Overview of Microsoft 365 Copilot and how it works

With Microsoft 365 Copilot getting closer to release, I decided I wanted to write a bit more in-depth about how this feature works and how it is set up for each tenant.

There are two main components here that will play an important part in Copilot, one is the Azure OpenAI instance the second is Semantic Index based in Microsoft Search. Let us go through an example:

Today when someone searches for something in Microsoft 365 such as SharePoint, OneDrive, or other Microsoft 365 Apps they will send an API Call to Microsoft Search. This search engine has a built-up index based upon what YOU as a user have access to in terms of documents as files.

With Copilot when someone searches for something like “How much vacation can I take out” the Copilot feature will send an API call to the Microsoft Search, but the API call will be a prompt that will then search for content based upon the initial question. The search engine will then reply back to Copilot with the content that might be relevant and define which source this information is stored in. Finally, Copilot will show the response back to the end user. Here as well, the search is done in the context of the user.

For Copilot to be grounded in your organizational data, the important part is the search engine. Since OpenAI has a limited context window and is unable to actually learn new things, you need to feed it information, but in most organizations, you have a lot of data there is no way that we can put all that data directly into OpenAI, so we need to feed it the information when the user is asking for something.

Microsoft Search can also be extended to other data sources outside of Microsoft 365, using something called Graph Connectors which uses either API integrations directly with 3. party services such as Service Now or we can use a on-premises connector that can connect to a Windows file server and index both files and content locally and make it accessible for Microsoft CoPilot.

════════════════════

• [Work to complete]:
• A. Do the following statements agree with the Copilot overview? Answer yes or no for each, quoting the deciding words of the overview. (i) The API call Copilot sends to Microsoft Search takes the form of a prompt. (ii) OpenAI can learn new things from an organization's data over time. (iii) Graph Connectors can reach only cloud-based services.
• B. According to the Copilot overview, what steps happen, in order, when someone asks Copilot a question such as the one about vacation?
• C. Carry on the Copilot overview from its final sentence.
None of the data that comes next is needed here.

Records from a collection:
════════════════════

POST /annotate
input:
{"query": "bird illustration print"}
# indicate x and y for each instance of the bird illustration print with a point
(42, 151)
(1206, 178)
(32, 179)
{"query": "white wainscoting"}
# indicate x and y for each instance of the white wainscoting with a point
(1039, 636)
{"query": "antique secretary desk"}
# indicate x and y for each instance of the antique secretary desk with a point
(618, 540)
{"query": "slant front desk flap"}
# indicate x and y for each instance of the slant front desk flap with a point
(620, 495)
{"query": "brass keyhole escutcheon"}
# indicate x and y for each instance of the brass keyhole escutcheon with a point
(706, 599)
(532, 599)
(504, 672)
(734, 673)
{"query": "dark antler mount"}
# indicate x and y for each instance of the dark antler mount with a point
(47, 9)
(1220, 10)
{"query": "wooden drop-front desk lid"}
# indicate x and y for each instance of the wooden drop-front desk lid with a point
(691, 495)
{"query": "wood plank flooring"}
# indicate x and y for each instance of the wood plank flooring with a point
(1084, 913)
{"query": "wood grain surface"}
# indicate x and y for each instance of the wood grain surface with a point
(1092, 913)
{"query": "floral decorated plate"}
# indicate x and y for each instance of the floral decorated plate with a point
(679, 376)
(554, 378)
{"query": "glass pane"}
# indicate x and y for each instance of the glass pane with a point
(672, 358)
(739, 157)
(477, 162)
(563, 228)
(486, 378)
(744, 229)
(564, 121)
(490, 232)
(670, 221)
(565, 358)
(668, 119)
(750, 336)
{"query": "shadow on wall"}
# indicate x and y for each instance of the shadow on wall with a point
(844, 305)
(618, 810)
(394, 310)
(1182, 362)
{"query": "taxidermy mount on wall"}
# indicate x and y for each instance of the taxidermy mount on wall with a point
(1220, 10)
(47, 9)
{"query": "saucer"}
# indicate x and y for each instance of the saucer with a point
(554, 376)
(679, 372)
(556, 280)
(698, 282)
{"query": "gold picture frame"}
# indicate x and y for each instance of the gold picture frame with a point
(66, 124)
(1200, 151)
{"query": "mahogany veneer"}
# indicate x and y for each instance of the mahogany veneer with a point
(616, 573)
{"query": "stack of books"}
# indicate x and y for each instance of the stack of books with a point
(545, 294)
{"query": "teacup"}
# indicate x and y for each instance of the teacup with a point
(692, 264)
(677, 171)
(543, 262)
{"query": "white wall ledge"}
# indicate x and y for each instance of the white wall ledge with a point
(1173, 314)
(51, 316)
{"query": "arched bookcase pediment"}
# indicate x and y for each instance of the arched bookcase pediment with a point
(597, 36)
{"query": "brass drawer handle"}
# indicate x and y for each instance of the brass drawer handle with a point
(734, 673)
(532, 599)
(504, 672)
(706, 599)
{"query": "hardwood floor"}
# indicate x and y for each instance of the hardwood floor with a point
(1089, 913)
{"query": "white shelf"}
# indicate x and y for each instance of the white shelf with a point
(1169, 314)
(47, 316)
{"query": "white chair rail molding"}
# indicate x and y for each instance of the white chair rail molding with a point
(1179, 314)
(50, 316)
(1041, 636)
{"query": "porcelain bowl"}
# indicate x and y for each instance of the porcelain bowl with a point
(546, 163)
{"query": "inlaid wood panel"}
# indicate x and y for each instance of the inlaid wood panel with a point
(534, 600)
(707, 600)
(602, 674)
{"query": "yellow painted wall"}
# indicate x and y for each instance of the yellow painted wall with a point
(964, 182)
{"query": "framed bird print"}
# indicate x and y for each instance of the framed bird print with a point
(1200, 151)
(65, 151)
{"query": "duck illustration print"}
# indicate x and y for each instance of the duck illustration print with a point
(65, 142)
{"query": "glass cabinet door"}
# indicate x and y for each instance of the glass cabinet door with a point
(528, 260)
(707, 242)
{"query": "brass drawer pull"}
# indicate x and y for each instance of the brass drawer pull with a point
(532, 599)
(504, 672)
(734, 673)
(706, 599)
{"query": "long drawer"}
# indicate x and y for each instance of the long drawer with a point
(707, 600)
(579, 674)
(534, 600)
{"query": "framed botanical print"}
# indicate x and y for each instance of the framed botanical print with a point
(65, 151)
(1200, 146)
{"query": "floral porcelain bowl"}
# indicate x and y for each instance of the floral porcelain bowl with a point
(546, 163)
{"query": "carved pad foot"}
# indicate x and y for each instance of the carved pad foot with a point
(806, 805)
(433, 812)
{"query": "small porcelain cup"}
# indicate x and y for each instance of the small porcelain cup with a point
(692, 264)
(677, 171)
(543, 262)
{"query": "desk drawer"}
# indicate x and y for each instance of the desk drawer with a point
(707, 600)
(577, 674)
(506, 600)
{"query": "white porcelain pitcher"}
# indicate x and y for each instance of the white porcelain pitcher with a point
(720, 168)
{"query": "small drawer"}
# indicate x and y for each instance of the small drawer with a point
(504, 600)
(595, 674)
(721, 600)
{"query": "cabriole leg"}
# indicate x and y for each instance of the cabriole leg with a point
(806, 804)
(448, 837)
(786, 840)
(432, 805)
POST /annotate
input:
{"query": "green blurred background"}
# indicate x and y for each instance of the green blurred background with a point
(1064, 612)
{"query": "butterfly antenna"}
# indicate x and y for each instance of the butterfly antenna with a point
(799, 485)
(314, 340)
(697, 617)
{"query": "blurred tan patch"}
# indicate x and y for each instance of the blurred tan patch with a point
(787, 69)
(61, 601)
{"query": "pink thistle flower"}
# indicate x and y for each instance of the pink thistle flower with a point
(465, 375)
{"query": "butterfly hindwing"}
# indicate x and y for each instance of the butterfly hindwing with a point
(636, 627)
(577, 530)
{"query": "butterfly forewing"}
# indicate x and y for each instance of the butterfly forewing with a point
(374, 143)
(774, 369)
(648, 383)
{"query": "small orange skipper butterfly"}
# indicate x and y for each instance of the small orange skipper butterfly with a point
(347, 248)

════════════════════

• [Solved tasks]:
• A.
(i) Yes: "the API call will be a prompt that will then search for content based upon the initial question"
(ii) No: "OpenAI has a limited context window and is unable to actually learn new things"
(iii) No: "we can use a on-premises connector that can connect to a Windows file server"

• B.
1. Copilot sends an API call to Microsoft Search, and that API call is a prompt.
2. Microsoft Search searches for content based on the initial question.
3. The search engine replies to Copilot with the content that might be relevant and defines which source that information is stored in.
4. Copilot shows the response to the end user.

• C.
NOTE: our data (including prompts, responses, and data accessed through the Microsoft Graph) isn’t used to train the foundation LLMs that Copilot uses.

Every standard tenant possesses its own Copilot orchestrator instance, which depends on Microsoft Search to gather information. Separate orchestrator instances are implemented to maintain data within the compliance boundaries of an organization, preventing it from being shared outside.

While the prompt is the primary input for the model, it can also include input files or content discovered and presented to the user (through the tenant’s Copilot orchestrator instance) that the user has chosen for input to the language model.

Also, data that is safeguarded through Microsoft Purview Information Protection (MPIP or AIP) labeling will remain protected based on the corresponding policies. Although Copilot-generated content presently doesn’t adopt MPIP labels from the source, Copilot acknowledges the original source, ensuring that the label remains intact.

When Microsoft 365 Copilot makes calls to the LLM (Language Model), it directs those calls to the nearest data centers within the same region. However, during periods of high utilization, Copilot may also utilize data centers in other regions where capacity is available. The customer data is processed in memory during the LLM call, and the response, along with other customer content artifacts, is returned to the home region. Importantly, no customer content data is written outside the user’s home region.

To ensure compliance with the EU Data Boundary, additional safeguards are in place for European Union users. EU traffic remains within the EU Data Boundary, while worldwide traffic can be routed to both EU and other geographical locations for LLM processing.

The important part to succeed with Copilot is ensuring that it can get access to relevant information, which means that the Search and the index needs to have the relevant data available.